TASK TO CARRY OUT:
Repeat exactly, and only, the lines from the one containing "claus hat, the" through the end of the records.

-------- RECORDS SHOWN

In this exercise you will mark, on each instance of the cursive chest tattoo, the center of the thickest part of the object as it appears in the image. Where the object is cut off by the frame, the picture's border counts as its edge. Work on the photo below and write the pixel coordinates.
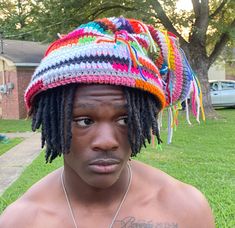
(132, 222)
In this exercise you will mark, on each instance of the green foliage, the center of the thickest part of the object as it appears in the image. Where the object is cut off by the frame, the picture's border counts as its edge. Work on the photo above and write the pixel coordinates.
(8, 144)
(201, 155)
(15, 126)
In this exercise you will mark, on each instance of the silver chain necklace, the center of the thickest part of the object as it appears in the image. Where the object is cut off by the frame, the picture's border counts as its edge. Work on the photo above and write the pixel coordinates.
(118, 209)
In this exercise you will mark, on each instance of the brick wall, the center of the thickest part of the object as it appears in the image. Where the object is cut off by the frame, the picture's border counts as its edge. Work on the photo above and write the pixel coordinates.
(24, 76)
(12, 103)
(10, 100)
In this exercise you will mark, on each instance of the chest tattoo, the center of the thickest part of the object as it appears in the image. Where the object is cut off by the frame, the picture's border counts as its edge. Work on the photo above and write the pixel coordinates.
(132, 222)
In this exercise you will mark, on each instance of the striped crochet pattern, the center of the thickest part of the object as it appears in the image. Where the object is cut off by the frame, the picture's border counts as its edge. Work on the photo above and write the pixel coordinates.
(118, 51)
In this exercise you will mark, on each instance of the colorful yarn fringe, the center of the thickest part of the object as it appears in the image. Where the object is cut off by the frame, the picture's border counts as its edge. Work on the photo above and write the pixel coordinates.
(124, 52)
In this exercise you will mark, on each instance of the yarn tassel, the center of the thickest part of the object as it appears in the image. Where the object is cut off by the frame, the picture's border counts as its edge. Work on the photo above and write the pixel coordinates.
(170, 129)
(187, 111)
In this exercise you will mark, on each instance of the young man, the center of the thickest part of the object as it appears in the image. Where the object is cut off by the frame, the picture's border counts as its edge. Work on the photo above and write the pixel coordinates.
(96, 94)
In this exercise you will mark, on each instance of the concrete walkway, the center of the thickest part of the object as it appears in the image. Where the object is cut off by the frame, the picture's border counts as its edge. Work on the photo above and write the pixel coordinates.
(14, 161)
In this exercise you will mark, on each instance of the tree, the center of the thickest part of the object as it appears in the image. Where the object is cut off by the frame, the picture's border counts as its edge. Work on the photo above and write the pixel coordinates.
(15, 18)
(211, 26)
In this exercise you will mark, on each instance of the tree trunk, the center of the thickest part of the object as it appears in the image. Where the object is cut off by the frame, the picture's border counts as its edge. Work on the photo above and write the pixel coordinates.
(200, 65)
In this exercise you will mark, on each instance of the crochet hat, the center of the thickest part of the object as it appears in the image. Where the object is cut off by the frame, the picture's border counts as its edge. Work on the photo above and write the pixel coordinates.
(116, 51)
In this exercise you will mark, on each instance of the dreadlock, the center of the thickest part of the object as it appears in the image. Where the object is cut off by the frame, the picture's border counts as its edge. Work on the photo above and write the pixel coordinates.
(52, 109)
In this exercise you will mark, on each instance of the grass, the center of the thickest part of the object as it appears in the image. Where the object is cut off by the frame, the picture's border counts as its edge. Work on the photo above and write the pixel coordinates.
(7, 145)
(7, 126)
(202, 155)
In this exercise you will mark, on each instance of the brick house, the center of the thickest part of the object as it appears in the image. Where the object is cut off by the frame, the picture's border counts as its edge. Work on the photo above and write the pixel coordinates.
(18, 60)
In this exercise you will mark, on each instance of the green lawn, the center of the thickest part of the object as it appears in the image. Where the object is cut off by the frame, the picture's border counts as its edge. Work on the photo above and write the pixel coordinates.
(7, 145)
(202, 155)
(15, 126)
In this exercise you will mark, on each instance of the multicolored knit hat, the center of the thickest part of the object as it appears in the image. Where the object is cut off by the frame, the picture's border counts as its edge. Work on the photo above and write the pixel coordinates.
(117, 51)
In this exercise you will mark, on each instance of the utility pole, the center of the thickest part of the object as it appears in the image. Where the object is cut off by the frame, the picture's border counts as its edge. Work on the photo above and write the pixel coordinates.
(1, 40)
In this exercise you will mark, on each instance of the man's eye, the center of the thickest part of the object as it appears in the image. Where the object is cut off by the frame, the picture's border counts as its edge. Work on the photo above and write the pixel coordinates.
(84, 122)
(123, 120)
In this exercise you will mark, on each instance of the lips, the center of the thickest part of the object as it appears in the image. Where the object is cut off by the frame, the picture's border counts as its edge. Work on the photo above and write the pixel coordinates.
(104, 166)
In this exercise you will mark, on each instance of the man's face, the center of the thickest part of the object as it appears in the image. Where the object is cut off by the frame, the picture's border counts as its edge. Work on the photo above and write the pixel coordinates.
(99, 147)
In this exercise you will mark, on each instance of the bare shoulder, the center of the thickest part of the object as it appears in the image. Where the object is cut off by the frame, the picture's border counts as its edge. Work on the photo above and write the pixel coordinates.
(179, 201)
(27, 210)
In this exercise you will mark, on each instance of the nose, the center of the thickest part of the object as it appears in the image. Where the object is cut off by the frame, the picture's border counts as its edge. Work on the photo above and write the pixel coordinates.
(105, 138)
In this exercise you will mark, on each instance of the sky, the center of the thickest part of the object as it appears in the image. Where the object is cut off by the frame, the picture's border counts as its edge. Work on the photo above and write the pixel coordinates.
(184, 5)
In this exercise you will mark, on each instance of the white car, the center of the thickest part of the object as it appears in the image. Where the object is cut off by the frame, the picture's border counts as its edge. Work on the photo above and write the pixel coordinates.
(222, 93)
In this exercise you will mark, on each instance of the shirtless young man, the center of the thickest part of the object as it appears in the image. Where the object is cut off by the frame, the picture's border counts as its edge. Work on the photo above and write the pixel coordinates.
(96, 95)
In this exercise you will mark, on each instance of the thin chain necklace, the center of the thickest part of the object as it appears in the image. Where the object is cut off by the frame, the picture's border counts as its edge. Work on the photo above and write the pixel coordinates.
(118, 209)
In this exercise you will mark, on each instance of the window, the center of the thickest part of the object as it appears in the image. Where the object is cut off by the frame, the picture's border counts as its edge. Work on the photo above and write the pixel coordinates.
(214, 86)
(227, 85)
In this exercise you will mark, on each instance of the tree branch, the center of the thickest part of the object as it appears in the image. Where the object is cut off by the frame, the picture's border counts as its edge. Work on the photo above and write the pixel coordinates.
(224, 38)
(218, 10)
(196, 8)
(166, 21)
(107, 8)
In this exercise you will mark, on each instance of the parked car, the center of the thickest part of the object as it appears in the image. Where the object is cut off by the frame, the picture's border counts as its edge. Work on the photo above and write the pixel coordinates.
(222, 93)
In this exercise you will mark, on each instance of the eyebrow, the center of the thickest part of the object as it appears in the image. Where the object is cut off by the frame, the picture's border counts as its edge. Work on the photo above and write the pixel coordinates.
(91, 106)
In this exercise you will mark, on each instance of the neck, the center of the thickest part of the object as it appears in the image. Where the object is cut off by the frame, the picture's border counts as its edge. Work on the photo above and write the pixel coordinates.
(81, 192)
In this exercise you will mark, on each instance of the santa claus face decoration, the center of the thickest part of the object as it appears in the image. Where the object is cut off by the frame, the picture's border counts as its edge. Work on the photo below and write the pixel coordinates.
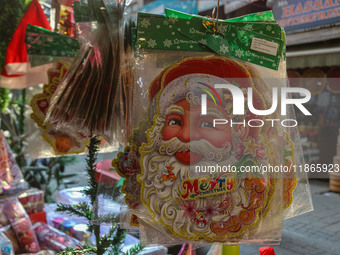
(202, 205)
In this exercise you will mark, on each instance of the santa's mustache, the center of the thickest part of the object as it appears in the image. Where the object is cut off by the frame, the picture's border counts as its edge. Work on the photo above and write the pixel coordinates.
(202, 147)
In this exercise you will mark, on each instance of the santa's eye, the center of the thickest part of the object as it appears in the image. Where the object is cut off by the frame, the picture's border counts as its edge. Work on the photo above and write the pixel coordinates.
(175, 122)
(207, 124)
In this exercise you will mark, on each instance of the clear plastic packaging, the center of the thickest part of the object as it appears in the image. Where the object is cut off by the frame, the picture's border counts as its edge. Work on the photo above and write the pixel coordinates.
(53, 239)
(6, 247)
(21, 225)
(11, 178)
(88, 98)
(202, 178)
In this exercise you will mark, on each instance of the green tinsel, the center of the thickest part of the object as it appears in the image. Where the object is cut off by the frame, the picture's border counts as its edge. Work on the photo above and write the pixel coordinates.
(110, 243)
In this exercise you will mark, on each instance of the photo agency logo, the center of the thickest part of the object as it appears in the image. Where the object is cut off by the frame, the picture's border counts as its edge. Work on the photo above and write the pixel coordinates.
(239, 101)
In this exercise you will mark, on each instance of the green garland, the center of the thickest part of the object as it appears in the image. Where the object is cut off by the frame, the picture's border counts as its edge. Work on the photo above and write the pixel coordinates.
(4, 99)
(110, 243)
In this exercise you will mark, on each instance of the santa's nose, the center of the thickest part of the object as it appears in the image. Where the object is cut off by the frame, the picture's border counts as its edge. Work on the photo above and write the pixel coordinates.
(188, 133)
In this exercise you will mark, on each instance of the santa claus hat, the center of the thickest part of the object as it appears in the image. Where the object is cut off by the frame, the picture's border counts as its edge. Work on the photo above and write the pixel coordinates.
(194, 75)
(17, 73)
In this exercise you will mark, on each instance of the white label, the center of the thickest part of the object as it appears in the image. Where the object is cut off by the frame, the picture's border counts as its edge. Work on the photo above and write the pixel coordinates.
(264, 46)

----------------

WRITTEN SOLUTION:
In this exercise you will mark, on each instance of the santa claus hat, the center of the thickest part of the object as it appears in the image. Where the object is cut off by the frame, the picture's border counts as its edge. Work on the photo above and write the pixel coordinates.
(194, 75)
(17, 73)
In this exercise you will mark, on each instance of the white label, the center of the thickest part of the object as it appears in the image. Where the object is cut off by the frame, the picture's border counts as its edge. Work on the photo above and write the pixel coordinates.
(264, 46)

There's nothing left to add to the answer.